» **Supplied text**:
++++++

Detailed review of the 2004 draft ACOSS standards by national science standards expert Lawrence S. Lerner

Outline

Introduction
Lerner's comments in Word format
Lerner's "General Comments on Alabama Draft Science Standards, October 2004" (HTML format)
Comments by Lerner on the text of the Alabama evolution disclaimer (HTML format)

Introduction

In 2000, Lawrence S. Lerner reviewed the science standards for all 50 states for the Thomas B. Fordham Institute, a conservative-leaning educational policy group. In "Good Science, Bad Science: Teaching Evolution in the States," Lerner concluded that "[m]ore than one-third of the states get low grades for the standards they have developed for teaching evolution." In 2000, he gave Alabama's science standards a 68%, equalling a "D."

Lerner kindly agreed to review the draft Alabama science standards, and has allowed Alabama Citizens for Science Education to reproduce them here. In a general evaluation, he gives the draft standards a 40% grade (F), and on the treatment of evolution he gives Alabama a negative score (F-minus), concluding:


[T]he Alabama draft shares with the now discarded Kansas standards of 2000 the dubious distinction of a negative score for the treatment of evolution.

Lerner's comments have been submitted to the Alabama Board of Education, and are available as a series of Word documents below. Excerpts in HTML are also provided.


Lerner's comments in Word format

(Right-click, Save As for each file to avoid browser crashes)


Lerner's "General Comments on Alabama Draft Science Standards, October 2004"

Lerner's summary comments are available below. For the footnotes, Appendix A and B, and rating system, see the Word version (AL_comments_eval_10-041.doc).


General Comments on Alabama Draft Science Standards, October 2004

Attached are the draft documents to which I have added detailed comments throughout. It has been my intent from the beginning to evaluate the draft according to two sets of criteria. The first is the one I used in making overall evaluations of many state science standards in two publications;1,2 these criteria, as slightly modified in Reference 2, are set forth in Appendix A below. The second set is the one I used in evaluating the treatment of evolution in the science standards of 49 states and the District of Columbia;3 these criteria are set forth in Appendix B below.

I was disappointed to find that the draft standards are so badly written and so unsatisfactory in every way that the application of these criteria is of limited utility. I have nevertheless applied them, with the results given in Tables I and II respectively.

Table I: General Evaluation
Criterion Grade
A.11
A.22
A.3 0
A.4 1
B.1 3
B.2 1
B.3 1
C.1 1
C.2 2
C.3 2
C.4 2
C.5 0
C.6 1
C.7 1
C.8 1
C.9 1
D.1 0
D.2 0
D.3 0
D.4.a 1
D.4.b 1
E.1 0
E.2 3
E.3 3
E.4 2
Total 30
Percentage
Score
40%
Letter Grade F (< 65%, very
unsatisfactory)

++++++

» **Goals**:
[A] In the page on Lerner's review of the Alabama draft science standards, rewrite the paragraph beginning "In 2000, Lawrence S. Lerner reviewed" as a short bulleted list that keeps its main facts.
[B] According to the page on Lerner's review of the Alabama draft science standards, what percentage and letter grade did Lerner give the draft standards in his general evaluation?
[C] Carry the page on Lerner's review of the Alabama draft science standards forward from its final line.
The material after this point comes from a different source.

Dataset records on object locations

++++++

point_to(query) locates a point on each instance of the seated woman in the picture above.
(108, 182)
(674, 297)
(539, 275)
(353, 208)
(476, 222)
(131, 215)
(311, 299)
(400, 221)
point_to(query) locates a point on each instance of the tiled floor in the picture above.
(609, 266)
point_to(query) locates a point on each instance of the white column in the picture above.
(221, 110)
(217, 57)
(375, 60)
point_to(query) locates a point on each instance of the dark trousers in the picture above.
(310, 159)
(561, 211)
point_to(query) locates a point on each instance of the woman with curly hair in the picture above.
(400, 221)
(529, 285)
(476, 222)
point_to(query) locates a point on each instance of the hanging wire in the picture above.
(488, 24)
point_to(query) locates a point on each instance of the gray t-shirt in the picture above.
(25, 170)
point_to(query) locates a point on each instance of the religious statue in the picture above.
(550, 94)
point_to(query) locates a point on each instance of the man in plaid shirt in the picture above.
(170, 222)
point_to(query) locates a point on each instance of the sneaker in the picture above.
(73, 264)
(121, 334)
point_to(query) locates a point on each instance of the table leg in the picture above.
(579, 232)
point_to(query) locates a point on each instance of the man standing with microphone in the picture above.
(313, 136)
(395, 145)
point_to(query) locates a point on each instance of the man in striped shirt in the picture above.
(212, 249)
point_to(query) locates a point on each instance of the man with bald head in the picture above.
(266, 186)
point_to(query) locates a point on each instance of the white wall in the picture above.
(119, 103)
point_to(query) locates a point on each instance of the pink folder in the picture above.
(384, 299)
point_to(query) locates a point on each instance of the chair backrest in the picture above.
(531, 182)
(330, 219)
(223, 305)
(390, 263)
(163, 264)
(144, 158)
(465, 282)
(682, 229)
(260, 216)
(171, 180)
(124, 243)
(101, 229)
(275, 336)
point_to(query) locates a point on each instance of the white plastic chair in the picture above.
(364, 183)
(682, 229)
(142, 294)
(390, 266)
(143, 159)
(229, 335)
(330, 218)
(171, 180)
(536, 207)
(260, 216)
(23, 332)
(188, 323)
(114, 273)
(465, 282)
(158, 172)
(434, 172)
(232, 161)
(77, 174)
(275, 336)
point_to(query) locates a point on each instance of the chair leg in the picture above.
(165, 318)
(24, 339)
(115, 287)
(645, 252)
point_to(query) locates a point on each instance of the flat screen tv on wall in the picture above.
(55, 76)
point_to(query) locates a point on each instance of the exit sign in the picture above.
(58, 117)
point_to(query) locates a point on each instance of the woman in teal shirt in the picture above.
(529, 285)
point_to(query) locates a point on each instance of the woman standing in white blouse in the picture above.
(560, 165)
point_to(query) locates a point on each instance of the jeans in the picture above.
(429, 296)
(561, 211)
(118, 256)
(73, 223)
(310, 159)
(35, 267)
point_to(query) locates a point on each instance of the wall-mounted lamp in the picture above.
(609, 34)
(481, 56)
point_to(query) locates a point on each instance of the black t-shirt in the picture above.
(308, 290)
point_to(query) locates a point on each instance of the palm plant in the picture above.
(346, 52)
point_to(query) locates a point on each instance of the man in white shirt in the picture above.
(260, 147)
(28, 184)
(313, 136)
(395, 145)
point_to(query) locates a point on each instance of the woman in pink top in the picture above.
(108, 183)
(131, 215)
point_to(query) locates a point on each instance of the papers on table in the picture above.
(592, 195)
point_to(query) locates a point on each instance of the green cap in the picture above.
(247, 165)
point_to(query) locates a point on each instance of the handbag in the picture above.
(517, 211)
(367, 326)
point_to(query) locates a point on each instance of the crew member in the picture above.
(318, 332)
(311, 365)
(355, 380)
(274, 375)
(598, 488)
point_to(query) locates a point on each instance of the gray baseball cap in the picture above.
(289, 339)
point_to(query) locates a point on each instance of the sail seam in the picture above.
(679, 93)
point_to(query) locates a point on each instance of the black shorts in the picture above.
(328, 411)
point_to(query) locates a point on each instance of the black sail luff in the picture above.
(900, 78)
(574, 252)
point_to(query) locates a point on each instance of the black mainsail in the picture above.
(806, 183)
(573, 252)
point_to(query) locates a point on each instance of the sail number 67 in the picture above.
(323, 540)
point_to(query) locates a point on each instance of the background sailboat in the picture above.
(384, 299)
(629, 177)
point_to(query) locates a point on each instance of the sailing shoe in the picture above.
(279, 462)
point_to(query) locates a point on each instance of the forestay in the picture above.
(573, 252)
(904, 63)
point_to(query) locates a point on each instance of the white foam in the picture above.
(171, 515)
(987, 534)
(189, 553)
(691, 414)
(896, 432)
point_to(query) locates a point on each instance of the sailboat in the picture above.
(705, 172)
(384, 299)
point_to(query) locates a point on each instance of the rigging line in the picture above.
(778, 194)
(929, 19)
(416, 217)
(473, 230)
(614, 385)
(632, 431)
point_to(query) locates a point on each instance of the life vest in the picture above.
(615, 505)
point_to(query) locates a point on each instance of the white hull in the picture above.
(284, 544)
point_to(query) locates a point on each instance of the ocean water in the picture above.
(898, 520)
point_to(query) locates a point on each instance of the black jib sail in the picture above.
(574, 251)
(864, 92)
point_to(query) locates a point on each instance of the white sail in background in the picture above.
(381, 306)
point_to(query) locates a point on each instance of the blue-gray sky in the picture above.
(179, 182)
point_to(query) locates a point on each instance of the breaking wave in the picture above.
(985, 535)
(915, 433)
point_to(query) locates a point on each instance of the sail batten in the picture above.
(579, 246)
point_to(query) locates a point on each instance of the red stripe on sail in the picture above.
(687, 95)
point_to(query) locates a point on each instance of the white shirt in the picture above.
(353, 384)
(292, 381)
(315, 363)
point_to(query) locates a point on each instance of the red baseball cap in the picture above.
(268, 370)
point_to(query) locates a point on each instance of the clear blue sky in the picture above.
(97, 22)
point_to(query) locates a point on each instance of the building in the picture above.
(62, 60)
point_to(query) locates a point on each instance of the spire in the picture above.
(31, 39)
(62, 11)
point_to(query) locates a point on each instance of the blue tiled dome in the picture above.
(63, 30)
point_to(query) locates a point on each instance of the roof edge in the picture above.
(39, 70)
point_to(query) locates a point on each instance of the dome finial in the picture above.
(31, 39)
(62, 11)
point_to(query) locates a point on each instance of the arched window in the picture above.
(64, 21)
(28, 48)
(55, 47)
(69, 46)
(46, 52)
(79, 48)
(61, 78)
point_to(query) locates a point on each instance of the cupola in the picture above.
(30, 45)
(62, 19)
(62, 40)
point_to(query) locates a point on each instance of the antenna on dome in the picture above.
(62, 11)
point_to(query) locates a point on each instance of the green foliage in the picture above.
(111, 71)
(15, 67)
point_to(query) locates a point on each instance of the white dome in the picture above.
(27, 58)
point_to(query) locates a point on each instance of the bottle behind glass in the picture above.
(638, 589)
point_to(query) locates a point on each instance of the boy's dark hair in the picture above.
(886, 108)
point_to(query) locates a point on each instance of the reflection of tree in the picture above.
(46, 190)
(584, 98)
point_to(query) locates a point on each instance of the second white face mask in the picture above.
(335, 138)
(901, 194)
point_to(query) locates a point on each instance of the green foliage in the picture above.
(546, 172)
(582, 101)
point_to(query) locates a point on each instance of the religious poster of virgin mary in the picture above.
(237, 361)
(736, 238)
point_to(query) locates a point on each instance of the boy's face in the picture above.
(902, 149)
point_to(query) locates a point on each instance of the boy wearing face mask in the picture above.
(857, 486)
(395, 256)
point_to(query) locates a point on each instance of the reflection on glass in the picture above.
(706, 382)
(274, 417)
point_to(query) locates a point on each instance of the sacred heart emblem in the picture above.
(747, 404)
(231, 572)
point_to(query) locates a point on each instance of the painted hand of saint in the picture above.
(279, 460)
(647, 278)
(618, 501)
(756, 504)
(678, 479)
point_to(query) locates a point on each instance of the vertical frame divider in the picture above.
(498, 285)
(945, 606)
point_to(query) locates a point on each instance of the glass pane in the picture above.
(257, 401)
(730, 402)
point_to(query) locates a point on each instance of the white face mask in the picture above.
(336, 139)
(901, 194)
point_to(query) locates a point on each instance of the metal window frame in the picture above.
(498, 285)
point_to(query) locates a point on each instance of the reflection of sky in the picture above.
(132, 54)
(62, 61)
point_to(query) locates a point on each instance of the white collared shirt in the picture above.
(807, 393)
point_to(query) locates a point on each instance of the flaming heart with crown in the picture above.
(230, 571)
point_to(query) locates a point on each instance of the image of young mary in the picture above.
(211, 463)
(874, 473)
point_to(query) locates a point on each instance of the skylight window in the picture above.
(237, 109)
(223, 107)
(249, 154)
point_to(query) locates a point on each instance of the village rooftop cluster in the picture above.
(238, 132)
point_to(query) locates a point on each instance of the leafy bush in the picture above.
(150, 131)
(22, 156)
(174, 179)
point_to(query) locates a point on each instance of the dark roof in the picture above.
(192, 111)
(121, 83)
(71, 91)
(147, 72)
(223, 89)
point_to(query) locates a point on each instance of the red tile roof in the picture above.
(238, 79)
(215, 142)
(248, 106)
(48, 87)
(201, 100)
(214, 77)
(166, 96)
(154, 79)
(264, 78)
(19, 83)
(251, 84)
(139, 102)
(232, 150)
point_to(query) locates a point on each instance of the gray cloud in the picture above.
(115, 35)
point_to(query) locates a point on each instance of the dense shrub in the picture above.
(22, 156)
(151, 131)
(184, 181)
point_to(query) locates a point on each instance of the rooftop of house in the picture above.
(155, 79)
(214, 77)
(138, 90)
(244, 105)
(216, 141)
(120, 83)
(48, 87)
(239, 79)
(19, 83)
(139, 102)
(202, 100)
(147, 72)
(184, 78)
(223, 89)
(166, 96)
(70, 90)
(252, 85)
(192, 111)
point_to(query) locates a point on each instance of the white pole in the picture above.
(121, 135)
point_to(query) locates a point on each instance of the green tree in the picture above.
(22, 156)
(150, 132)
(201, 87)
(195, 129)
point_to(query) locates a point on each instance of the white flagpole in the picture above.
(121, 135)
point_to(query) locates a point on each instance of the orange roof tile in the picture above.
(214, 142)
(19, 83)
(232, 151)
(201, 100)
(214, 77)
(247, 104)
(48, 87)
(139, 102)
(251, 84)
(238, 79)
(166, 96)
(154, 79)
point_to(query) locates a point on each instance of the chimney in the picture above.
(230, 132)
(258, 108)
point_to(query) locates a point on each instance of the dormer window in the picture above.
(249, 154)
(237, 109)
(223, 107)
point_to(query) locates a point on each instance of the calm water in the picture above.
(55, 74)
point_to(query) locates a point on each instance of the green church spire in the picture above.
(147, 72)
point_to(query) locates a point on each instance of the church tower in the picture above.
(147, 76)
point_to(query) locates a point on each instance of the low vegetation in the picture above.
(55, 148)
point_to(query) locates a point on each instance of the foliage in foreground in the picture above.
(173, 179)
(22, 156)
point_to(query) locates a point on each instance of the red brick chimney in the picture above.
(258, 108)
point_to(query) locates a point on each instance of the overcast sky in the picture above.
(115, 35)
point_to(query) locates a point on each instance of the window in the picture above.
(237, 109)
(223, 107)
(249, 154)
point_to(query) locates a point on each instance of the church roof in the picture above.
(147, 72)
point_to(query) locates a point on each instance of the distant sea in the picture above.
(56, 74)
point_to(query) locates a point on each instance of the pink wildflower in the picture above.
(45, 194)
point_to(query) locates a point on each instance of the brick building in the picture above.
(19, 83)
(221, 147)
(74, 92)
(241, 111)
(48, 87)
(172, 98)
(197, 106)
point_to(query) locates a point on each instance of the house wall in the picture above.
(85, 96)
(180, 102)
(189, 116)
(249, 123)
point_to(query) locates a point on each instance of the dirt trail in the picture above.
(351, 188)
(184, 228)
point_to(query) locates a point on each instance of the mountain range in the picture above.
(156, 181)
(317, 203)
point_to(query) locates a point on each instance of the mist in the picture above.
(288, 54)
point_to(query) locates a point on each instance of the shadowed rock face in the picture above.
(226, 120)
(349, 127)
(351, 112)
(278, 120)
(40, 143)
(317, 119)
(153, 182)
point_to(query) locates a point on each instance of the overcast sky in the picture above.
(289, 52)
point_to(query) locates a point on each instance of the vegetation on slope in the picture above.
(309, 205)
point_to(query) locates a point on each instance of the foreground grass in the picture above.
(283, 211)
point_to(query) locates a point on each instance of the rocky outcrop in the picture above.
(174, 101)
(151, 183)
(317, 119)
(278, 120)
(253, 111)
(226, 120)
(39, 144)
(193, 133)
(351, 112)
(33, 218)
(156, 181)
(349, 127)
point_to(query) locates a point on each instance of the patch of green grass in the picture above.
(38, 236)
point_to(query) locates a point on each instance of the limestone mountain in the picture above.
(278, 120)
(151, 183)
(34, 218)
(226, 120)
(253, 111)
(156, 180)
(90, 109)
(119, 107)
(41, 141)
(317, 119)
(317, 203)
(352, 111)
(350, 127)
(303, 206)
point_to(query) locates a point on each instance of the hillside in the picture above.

++++++

» **Answers**:
[A]
- In 2000, Lerner reviewed the science standards of all 50 states for the Thomas B. Fordham Institute, a conservative-leaning educational policy group.
- In "Good Science, Bad Science: Teaching Evolution in the States," he concluded that more than one-third of the states get low grades for their evolution standards.
- That year he gave Alabama's science standards 68%, a "D."

[B] He gave them 40%, an F.

[C]
Table II: Treatment of Evolution
Criterion Grade
A.11
1 5
2 10
3 0
4 10
5 5
6 0
7 -10
8 -25
Total -10
Percentage
Score
n/a
Letter
Grade
F-

However, it is worthwhile to comment on the main categories of shortcomings in the draft standards. Each category is manifested throughout, as may be seen by reference to my comments in the draft itself. The footnotes refer to examples from the draft, of the many that might have been chosen. In the footnotes, my suggested elisions from and additions to the text are represented by strikeouts and underlines respectively, and my comments are [bracketed]:

  1. The individual standards are very uneven in coverage. Some present nearly trivial material while others lump together very large amounts of subject matter, some of which is often unrelated to the rest.4
  2. The coverage is spotty. Some subject areas are overrepresented while others are shortchanged or completely ignored.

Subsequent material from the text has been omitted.